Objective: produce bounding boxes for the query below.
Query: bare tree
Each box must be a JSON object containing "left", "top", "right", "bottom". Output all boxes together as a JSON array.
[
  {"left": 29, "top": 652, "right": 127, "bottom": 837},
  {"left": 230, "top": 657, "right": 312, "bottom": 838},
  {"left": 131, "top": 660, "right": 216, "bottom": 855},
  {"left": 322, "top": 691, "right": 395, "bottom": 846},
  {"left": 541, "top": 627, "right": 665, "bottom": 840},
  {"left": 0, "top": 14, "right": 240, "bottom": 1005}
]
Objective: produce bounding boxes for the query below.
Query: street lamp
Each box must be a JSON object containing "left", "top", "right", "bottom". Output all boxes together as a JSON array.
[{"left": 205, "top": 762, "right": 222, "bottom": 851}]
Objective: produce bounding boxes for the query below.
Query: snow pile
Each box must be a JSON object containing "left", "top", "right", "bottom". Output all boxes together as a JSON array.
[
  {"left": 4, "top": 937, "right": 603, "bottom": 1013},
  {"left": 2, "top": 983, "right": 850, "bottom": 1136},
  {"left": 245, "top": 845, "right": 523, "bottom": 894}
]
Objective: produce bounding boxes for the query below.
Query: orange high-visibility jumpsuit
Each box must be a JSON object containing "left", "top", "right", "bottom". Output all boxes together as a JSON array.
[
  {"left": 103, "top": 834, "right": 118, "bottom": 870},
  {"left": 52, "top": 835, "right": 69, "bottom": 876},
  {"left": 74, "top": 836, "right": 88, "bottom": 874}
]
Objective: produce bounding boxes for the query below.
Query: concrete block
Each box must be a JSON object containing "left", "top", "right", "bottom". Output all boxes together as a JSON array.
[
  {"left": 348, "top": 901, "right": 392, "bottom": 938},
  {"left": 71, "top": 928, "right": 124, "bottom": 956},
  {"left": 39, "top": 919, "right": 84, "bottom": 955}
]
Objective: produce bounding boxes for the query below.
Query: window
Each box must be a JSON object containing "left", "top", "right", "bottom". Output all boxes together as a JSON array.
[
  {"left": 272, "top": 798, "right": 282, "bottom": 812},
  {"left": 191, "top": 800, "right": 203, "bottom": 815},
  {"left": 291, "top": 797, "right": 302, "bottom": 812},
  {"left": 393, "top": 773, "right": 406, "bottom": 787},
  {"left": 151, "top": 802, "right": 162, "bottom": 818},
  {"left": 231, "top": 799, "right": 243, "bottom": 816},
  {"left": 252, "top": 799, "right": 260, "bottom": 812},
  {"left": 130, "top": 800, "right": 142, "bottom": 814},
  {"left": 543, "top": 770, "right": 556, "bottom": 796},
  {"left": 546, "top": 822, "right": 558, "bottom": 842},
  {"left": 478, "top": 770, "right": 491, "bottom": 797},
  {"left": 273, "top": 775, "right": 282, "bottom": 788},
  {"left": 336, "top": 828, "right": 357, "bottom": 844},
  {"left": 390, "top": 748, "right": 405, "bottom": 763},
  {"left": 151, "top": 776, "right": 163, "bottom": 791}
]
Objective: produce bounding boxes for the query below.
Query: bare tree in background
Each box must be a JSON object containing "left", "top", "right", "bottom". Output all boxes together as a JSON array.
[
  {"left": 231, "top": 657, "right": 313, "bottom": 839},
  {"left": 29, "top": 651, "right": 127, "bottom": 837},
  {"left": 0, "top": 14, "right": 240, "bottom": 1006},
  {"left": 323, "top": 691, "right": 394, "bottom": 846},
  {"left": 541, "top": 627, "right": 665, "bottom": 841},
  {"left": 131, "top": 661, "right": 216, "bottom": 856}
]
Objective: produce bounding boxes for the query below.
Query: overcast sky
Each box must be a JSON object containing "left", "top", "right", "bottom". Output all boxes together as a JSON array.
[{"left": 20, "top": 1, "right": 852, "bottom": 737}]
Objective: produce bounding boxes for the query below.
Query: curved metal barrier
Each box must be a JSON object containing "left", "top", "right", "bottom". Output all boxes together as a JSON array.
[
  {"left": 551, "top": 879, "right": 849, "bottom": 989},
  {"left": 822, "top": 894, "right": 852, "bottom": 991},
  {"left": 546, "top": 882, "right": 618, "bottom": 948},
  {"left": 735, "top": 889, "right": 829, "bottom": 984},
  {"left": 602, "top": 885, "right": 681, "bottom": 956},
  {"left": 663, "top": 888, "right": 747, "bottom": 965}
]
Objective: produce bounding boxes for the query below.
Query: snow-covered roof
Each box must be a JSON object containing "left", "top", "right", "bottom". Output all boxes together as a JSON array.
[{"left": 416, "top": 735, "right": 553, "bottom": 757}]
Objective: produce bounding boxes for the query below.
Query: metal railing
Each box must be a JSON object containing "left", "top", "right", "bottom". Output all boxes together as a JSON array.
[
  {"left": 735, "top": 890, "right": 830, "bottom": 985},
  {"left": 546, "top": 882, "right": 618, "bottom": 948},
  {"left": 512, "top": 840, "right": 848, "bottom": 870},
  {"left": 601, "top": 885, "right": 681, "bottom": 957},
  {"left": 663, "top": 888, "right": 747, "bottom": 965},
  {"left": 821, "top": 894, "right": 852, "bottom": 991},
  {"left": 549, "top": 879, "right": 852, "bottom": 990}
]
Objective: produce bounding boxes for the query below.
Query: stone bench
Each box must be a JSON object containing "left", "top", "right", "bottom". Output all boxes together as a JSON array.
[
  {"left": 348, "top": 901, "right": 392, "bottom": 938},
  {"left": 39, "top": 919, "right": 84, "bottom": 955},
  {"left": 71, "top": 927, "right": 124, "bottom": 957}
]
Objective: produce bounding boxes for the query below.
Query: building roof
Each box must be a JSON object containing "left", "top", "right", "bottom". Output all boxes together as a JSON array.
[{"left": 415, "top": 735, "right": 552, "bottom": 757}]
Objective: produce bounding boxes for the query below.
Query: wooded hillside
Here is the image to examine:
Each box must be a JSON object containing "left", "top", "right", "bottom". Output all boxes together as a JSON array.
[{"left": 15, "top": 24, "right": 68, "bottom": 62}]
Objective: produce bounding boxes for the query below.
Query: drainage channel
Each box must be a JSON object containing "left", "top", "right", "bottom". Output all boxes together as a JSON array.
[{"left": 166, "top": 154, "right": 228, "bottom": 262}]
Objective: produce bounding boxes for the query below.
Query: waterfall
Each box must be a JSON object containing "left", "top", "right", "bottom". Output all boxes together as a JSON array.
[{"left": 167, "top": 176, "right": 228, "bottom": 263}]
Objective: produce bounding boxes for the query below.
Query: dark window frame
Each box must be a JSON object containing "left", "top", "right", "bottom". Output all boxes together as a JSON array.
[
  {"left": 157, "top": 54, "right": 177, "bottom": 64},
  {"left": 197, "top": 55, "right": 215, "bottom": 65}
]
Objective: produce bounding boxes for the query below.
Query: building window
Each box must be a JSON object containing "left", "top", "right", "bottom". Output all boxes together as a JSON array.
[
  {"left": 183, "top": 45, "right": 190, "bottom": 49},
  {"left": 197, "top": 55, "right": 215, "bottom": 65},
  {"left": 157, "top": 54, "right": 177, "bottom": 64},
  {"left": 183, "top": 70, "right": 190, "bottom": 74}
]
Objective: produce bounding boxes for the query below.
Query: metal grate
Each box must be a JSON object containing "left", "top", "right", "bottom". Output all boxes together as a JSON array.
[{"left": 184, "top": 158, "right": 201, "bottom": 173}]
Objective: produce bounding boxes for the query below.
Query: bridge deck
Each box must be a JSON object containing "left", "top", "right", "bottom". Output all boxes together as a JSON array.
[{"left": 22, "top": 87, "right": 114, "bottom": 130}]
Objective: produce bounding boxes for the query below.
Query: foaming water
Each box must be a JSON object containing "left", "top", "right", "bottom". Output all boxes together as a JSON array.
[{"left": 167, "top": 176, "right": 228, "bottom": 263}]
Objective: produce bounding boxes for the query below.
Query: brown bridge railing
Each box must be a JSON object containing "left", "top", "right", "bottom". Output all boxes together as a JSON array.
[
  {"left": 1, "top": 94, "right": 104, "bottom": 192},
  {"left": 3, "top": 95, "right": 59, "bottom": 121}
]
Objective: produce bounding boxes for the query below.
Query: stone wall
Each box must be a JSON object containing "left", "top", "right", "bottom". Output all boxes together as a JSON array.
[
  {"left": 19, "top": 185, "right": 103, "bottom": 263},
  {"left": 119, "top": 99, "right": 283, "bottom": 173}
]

____

• Task objective:
Print, please, the lines from the first line of the material through the line that contains "Query: orange high-visibility jumpsuit", exactly as written and with nothing added.

• Solution to this exercise:
Objective: produce bounding boxes for the query below.
Query: bare tree
Each box must be a JSON object containing "left", "top", "right", "bottom". Output all boxes together as a JSON array.
[
  {"left": 29, "top": 652, "right": 127, "bottom": 837},
  {"left": 230, "top": 657, "right": 312, "bottom": 838},
  {"left": 131, "top": 660, "right": 216, "bottom": 855},
  {"left": 322, "top": 691, "right": 395, "bottom": 846},
  {"left": 541, "top": 627, "right": 665, "bottom": 840},
  {"left": 0, "top": 14, "right": 240, "bottom": 1005}
]
Objective: produce bounding boxes for the query below.
Query: street lamp
Each box must be a JSON object containing "left", "top", "right", "bottom". Output all boxes together as a JSON array.
[{"left": 205, "top": 762, "right": 222, "bottom": 851}]
Objective: produce bounding boxes for the query below.
Query: snow pile
Each box must be a JSON object containing "left", "top", "right", "bottom". Output all boxes together as a JSON array.
[
  {"left": 4, "top": 937, "right": 603, "bottom": 1013},
  {"left": 2, "top": 983, "right": 850, "bottom": 1136},
  {"left": 245, "top": 845, "right": 523, "bottom": 894}
]
Objective: produce bounding boxes for the query below.
Query: orange high-visibility jumpsuit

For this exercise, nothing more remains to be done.